***** RECORDS SUPPLIED
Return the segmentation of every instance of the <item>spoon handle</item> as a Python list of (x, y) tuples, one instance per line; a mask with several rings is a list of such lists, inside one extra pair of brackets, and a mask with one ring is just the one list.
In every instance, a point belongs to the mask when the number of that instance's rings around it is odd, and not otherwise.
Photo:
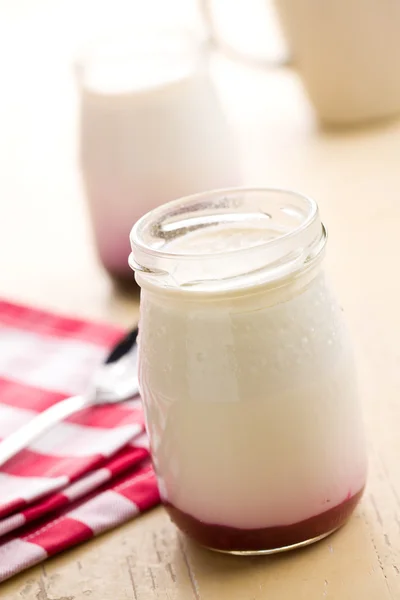
[(0, 466), (29, 446), (31, 442), (53, 425), (82, 410), (89, 404), (90, 399), (86, 396), (72, 396), (39, 413), (29, 423), (26, 423), (26, 425), (23, 425), (0, 442)]

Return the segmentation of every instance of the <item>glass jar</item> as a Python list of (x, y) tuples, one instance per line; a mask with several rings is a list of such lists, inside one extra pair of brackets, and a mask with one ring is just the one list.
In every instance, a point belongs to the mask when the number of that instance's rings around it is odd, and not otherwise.
[(160, 491), (176, 525), (211, 549), (310, 544), (362, 495), (355, 368), (325, 242), (314, 201), (268, 189), (178, 200), (132, 230)]
[(240, 185), (235, 141), (204, 43), (146, 29), (93, 43), (76, 62), (79, 162), (100, 260), (132, 282), (132, 224), (204, 189)]

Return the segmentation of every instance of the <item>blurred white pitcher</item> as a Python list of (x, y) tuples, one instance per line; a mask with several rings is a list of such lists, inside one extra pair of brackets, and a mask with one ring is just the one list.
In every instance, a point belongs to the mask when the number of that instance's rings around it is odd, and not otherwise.
[[(228, 46), (219, 33), (223, 27), (217, 22), (218, 0), (200, 2), (214, 41), (233, 54), (232, 44)], [(265, 18), (271, 20), (270, 26), (274, 25), (272, 8), (275, 8), (290, 49), (291, 63), (321, 121), (350, 125), (400, 113), (400, 2), (264, 0), (264, 3), (269, 8)], [(255, 6), (253, 0), (246, 4), (246, 9), (254, 10)], [(242, 33), (243, 37), (252, 34), (243, 27)], [(283, 65), (282, 61), (272, 60), (261, 64)]]
[(194, 35), (121, 34), (77, 61), (80, 165), (107, 271), (132, 281), (132, 223), (159, 204), (241, 183), (235, 144)]
[(400, 112), (400, 2), (275, 0), (305, 88), (322, 121)]

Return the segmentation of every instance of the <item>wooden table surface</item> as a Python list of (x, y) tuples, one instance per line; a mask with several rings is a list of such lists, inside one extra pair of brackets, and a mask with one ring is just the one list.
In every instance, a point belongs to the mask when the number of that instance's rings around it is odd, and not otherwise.
[[(39, 17), (20, 18), (21, 4), (0, 20), (0, 294), (129, 325), (137, 299), (116, 293), (97, 263), (76, 168), (68, 23), (38, 40)], [(205, 552), (157, 508), (5, 582), (2, 599), (400, 598), (400, 124), (323, 132), (290, 71), (216, 59), (213, 72), (244, 183), (314, 196), (329, 228), (326, 267), (354, 337), (368, 435), (363, 501), (336, 534), (272, 558)]]

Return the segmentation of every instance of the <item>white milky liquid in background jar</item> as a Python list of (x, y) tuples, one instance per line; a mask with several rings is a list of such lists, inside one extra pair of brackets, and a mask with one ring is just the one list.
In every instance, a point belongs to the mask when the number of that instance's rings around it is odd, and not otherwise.
[(206, 55), (182, 31), (98, 42), (77, 63), (80, 165), (100, 259), (132, 280), (129, 231), (147, 211), (240, 184)]
[(317, 541), (361, 497), (355, 367), (325, 241), (316, 204), (279, 190), (201, 194), (132, 230), (160, 491), (177, 526), (210, 548)]

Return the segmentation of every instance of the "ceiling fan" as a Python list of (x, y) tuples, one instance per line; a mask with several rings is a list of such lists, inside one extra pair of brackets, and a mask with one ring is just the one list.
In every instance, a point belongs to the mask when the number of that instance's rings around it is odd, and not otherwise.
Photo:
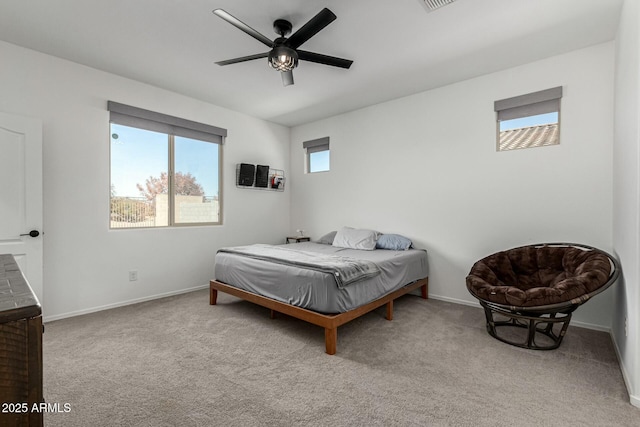
[(258, 31), (222, 9), (215, 9), (213, 13), (271, 49), (269, 52), (216, 62), (218, 65), (230, 65), (237, 64), (238, 62), (251, 61), (253, 59), (268, 58), (271, 68), (280, 71), (282, 75), (282, 84), (284, 86), (289, 86), (293, 84), (293, 69), (298, 66), (298, 60), (316, 62), (318, 64), (347, 69), (351, 67), (351, 64), (353, 63), (353, 61), (349, 59), (336, 58), (335, 56), (328, 56), (298, 49), (304, 42), (316, 35), (320, 30), (337, 18), (336, 15), (326, 7), (316, 16), (311, 18), (309, 22), (293, 33), (289, 38), (285, 36), (291, 33), (291, 29), (293, 28), (291, 22), (285, 19), (276, 19), (273, 22), (273, 29), (276, 34), (280, 35), (280, 37), (275, 40), (269, 40)]

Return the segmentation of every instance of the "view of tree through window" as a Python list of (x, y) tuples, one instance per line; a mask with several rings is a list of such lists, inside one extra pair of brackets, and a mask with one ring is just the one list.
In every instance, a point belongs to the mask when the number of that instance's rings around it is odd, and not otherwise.
[(219, 223), (219, 149), (112, 123), (111, 228)]

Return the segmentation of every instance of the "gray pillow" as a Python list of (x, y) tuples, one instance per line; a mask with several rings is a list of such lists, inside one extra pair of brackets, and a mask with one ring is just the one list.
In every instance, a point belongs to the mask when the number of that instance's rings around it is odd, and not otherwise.
[(376, 248), (376, 240), (378, 240), (377, 231), (342, 227), (333, 239), (333, 246), (372, 251)]
[(331, 245), (333, 243), (333, 239), (336, 237), (337, 231), (331, 231), (321, 238), (319, 238), (316, 243), (322, 243), (323, 245)]
[(376, 249), (390, 249), (392, 251), (406, 251), (411, 247), (410, 239), (399, 234), (383, 234), (376, 242)]

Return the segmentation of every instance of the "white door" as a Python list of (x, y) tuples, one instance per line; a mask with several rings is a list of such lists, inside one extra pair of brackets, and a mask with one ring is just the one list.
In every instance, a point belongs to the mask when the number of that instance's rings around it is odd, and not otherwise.
[(14, 255), (43, 304), (42, 122), (4, 113), (0, 113), (0, 254)]

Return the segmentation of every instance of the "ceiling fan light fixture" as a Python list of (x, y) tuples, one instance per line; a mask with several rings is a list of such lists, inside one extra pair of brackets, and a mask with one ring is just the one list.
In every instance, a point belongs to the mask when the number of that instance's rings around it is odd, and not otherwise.
[(298, 53), (286, 46), (277, 46), (269, 52), (269, 66), (278, 71), (291, 71), (298, 66)]
[(222, 9), (215, 9), (213, 13), (271, 49), (264, 53), (218, 61), (216, 62), (218, 65), (231, 65), (239, 62), (252, 61), (254, 59), (267, 58), (269, 67), (280, 71), (282, 84), (289, 86), (293, 84), (293, 69), (298, 66), (299, 59), (345, 69), (349, 69), (353, 63), (353, 61), (349, 59), (297, 50), (307, 40), (336, 20), (336, 15), (326, 7), (308, 20), (306, 24), (300, 27), (289, 38), (285, 36), (291, 33), (291, 29), (293, 28), (291, 22), (286, 19), (276, 19), (273, 23), (273, 29), (280, 37), (273, 41)]

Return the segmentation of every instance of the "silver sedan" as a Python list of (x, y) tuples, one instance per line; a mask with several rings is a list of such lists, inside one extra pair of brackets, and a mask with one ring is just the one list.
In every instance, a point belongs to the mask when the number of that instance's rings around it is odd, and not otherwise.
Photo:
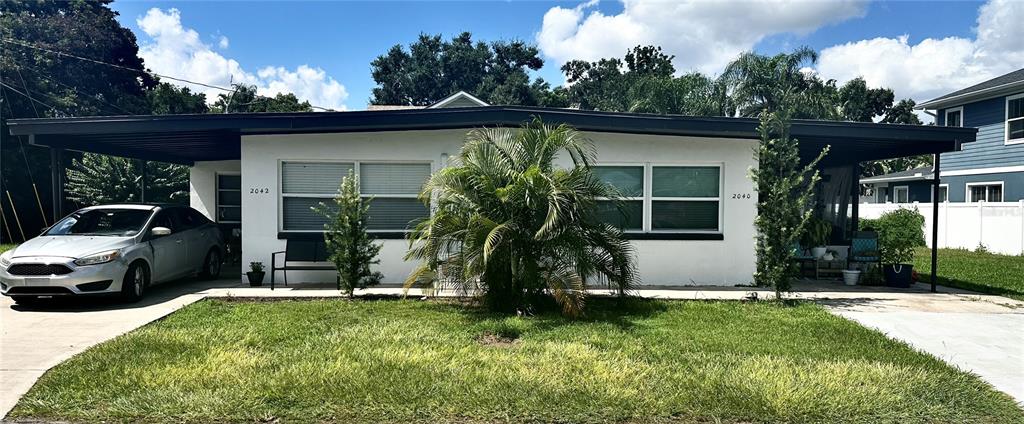
[(217, 278), (223, 252), (220, 229), (195, 209), (93, 206), (0, 255), (0, 293), (18, 303), (71, 295), (137, 301), (151, 284)]

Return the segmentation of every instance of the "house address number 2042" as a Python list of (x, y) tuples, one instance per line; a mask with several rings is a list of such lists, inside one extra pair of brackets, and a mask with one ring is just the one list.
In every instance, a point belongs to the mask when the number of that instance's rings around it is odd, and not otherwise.
[(267, 187), (250, 187), (249, 194), (270, 194), (270, 189)]
[(732, 194), (732, 198), (733, 199), (750, 199), (751, 197), (753, 197), (753, 196), (751, 196), (750, 193), (733, 193)]

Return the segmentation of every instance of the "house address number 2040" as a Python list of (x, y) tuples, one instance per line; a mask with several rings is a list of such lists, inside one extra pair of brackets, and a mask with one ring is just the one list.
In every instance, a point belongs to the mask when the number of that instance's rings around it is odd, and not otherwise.
[(270, 194), (270, 189), (267, 187), (250, 187), (249, 194)]
[(750, 195), (750, 193), (733, 193), (732, 194), (732, 198), (733, 199), (749, 199), (751, 197), (752, 196)]

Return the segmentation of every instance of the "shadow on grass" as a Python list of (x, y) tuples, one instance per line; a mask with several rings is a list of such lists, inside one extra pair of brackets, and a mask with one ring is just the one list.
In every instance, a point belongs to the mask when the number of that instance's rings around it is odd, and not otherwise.
[[(921, 281), (931, 281), (930, 274), (921, 275)], [(1024, 300), (1024, 292), (1020, 290), (1008, 289), (1005, 287), (997, 286), (986, 286), (983, 284), (972, 283), (970, 281), (957, 280), (952, 278), (946, 278), (939, 276), (936, 280), (936, 284), (946, 287), (955, 287), (958, 289), (975, 291), (978, 293), (994, 294), (996, 296), (1006, 296), (1014, 299)]]

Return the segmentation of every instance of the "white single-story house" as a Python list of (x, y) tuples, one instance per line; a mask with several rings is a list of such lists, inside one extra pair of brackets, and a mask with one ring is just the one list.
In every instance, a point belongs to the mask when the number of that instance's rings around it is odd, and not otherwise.
[[(65, 149), (191, 166), (191, 205), (238, 229), (243, 264), (269, 265), (289, 240), (322, 237), (323, 219), (310, 206), (332, 197), (352, 170), (375, 198), (369, 226), (383, 244), (379, 270), (386, 283), (400, 283), (416, 265), (403, 260), (409, 222), (430, 213), (416, 199), (428, 175), (448, 165), (470, 129), (533, 117), (582, 131), (596, 146), (598, 175), (630, 193), (634, 213), (620, 224), (635, 244), (643, 284), (752, 281), (756, 119), (489, 106), (456, 93), (425, 108), (21, 119), (10, 128), (50, 147), (55, 168)], [(859, 162), (954, 151), (976, 132), (830, 121), (795, 121), (791, 131), (805, 158), (831, 146), (818, 203), (834, 221), (837, 244), (856, 229)], [(62, 174), (54, 174), (57, 193)], [(60, 208), (54, 213), (67, 212)], [(290, 271), (288, 278), (333, 281), (334, 274)]]

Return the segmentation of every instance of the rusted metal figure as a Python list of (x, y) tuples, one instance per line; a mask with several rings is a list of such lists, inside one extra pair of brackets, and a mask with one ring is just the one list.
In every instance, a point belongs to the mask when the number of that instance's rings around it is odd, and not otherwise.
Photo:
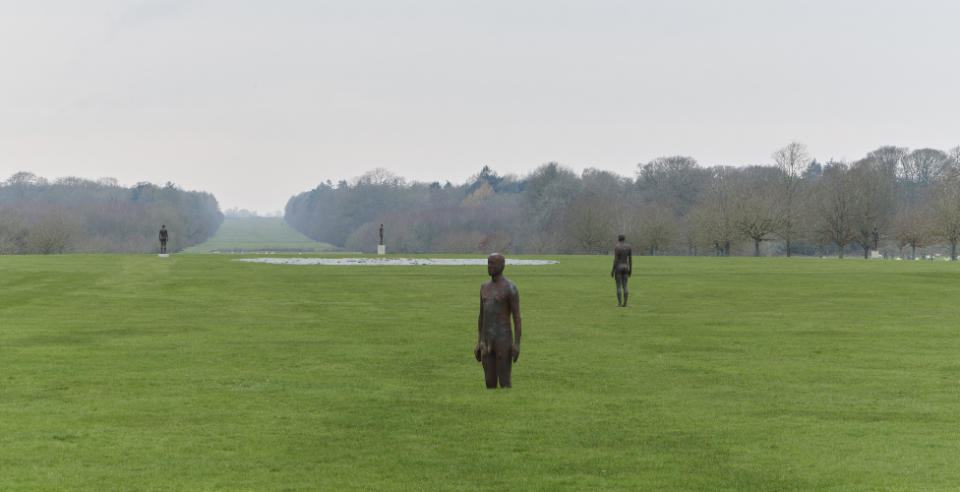
[(167, 225), (160, 226), (160, 254), (167, 253)]
[(383, 224), (380, 224), (380, 246), (383, 246)]
[[(520, 294), (517, 286), (503, 276), (506, 260), (494, 253), (487, 258), (490, 280), (480, 287), (480, 316), (477, 318), (477, 347), (473, 354), (483, 364), (487, 389), (510, 387), (510, 369), (520, 357)], [(510, 330), (513, 318), (513, 332)]]
[[(627, 307), (627, 298), (630, 297), (630, 292), (627, 291), (627, 280), (633, 273), (633, 252), (626, 240), (623, 234), (617, 237), (617, 246), (613, 248), (613, 269), (610, 270), (610, 276), (617, 281), (617, 307)], [(622, 297), (621, 288), (623, 289)]]

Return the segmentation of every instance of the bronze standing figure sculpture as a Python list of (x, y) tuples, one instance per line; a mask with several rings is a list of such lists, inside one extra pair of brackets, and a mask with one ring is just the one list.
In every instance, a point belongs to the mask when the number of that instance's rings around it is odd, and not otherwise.
[[(473, 354), (483, 364), (487, 389), (510, 387), (510, 369), (520, 357), (520, 294), (517, 286), (503, 276), (503, 255), (487, 258), (490, 280), (480, 287), (480, 316), (477, 318), (477, 346)], [(510, 330), (513, 318), (513, 331)]]
[[(623, 234), (617, 237), (617, 246), (613, 248), (613, 269), (610, 270), (610, 276), (617, 282), (617, 307), (627, 307), (627, 298), (630, 297), (630, 292), (627, 291), (627, 280), (633, 273), (633, 252), (626, 240)], [(622, 297), (621, 289), (623, 289)]]
[(383, 246), (383, 224), (380, 224), (380, 242), (378, 244)]
[(167, 253), (167, 225), (160, 226), (160, 254)]

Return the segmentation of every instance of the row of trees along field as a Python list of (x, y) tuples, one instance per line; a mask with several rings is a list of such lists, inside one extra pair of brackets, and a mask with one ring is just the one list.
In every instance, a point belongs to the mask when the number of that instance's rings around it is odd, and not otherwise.
[(213, 195), (172, 183), (125, 188), (113, 178), (50, 182), (20, 172), (0, 184), (0, 254), (155, 252), (162, 224), (168, 251), (179, 251), (221, 222)]
[(960, 148), (880, 147), (819, 162), (793, 142), (772, 162), (704, 167), (691, 157), (637, 165), (635, 177), (549, 163), (528, 176), (489, 167), (466, 183), (407, 183), (377, 169), (292, 197), (307, 236), (373, 252), (606, 253), (618, 233), (641, 254), (949, 253), (960, 240)]

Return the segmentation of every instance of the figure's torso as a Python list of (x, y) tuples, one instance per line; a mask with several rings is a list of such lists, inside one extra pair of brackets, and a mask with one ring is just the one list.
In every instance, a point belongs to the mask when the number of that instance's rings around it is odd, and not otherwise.
[(480, 288), (481, 310), (483, 324), (480, 327), (480, 338), (488, 343), (513, 343), (513, 332), (510, 330), (510, 315), (513, 299), (517, 295), (517, 287), (506, 278), (499, 282), (484, 282)]
[(630, 269), (630, 245), (627, 243), (618, 243), (613, 249), (614, 265), (617, 270)]

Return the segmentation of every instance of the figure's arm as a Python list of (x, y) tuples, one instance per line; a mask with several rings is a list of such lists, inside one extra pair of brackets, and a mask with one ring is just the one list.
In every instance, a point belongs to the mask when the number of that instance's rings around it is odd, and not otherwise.
[(630, 268), (627, 270), (627, 276), (633, 275), (633, 251), (627, 251), (627, 264)]
[(610, 268), (610, 276), (613, 276), (613, 273), (617, 271), (617, 250), (620, 249), (619, 246), (613, 248), (613, 267)]
[(513, 316), (513, 361), (520, 357), (520, 292), (516, 286), (510, 289), (510, 314)]
[(473, 355), (480, 361), (480, 333), (483, 331), (483, 295), (480, 295), (480, 314), (477, 316), (477, 346), (473, 348)]

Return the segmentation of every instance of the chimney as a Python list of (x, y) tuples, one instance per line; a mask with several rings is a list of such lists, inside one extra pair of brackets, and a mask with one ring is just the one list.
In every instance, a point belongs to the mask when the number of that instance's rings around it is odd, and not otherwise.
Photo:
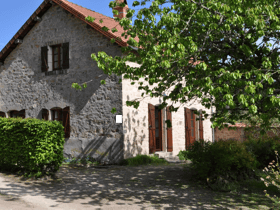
**********
### TASK BRIEF
Copy all lines of the records in which the string "ceiling" can be found.

### RESPONSE BELOW
Return the segmentation of every instance of the "ceiling fan" as a Python list of (x, y) tuples, one instance per line; a mask with several rings is a list of such lists, inside one extra pair of brackets, and a mask with one ring is just the one list.
Return the segmentation of every instance of the "ceiling fan light fixture" as a Python list of (x, y) tuples, one instance per line; a mask with several rings is a list of such lists, inside one extra pair of brackets, and a mask with one ring is just the one list.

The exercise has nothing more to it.